Excerpt provided -
————
A closer look at the evolution of the music industry reveals the effect of digitalization on a conventional business model and its successful transformation to alternative models. The music industry peaked at over $14 billion in 1999, with physical album sales as the popular access mode, and one-time purchase as the revenue model. Soon after, the digitization of music, piracy and peer-to-peer sharing started to adversely impact the industry’s revenues before iTunes and pay-per-download stopped the collapse of the industry. At its nadir in 2010, the industry size was $6 billion, with singles downloads as the popular access mode and one-time purchase as the key monetization model.
Since then, the music industry embraced digital technologies and started adopting multiple revenue models, including subscription, ads, pay-per-access and pay-per-intent (pay-what-you-want). Currently, over 75% of the music industry’s revenue comes from digital platforms with music streaming services such as Spotify, Apple Music and Pandora serving as popular revenue generators with over 40 million, 17 million and 4 million paid subscribers, respectively. The current base of over 63 million paid music subscribers is expected to grow to 200 million by 2020, and the industry size is on an uptick (since 2010), clocking close to $8 billion revenues by 2015.
————
Provided data -
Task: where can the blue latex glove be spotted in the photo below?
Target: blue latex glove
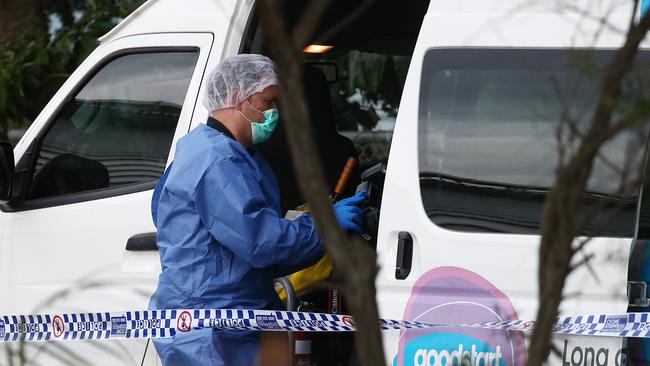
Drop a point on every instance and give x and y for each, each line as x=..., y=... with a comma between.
x=349, y=214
————
Challenge A -
Summarize the passage on the music industry in two sentences.
Challenge B -
Write the next part of the passage on the music industry, picking up after its final sentence.
The data plays no role in this work.

Task response A -
The music industry peaked at over $14 billion in 1999 on physical album sales, then saw revenues hurt by digitization, piracy and peer-to-peer sharing until iTunes and pay-per-download stopped the collapse, bottoming out at $6 billion in 2010. Since then it has adopted digital technologies and multiple revenue models such as subscription and ads, now draws over 75% of revenue from digital platforms, and was close to $8 billion by 2015.

Task response B -
The most significant trend is that the average yearly revenue per paid streaming subscriber is $120, much higher than the yearly physical album revenue per buyer of the pre-digital era. This is an example of an industry adopting multiple monetization and business models and successfully transitioning to the digital era.
Just like in the recent past, when companies with web presence and mobile adoption became digital businesses, going forward, they are going to be IoT companies. By the definition of integrating sensor-enabled data collation touch points, connectivity, computing (cloud, fog and edge) and analytics, every company will evolve as an IoT company. And we are already witnessing innovative monetization partnerships and business models being adopted by various companies that are implementing different IoT-based solutions.
For instance, automobile rental start-ups that have integrated various sensors and sensor-enabled devices in their vehicles such as GPS (Global Positioning System) trackers, speed monitoring and control modules, fall detectors and remote fuel sensing modules for their own monitoring, tracking, scheduling and predictive maintenance purposes, have realised that the data generated by these sensors and associated analytics and insights could be useful for their ecosystem partners.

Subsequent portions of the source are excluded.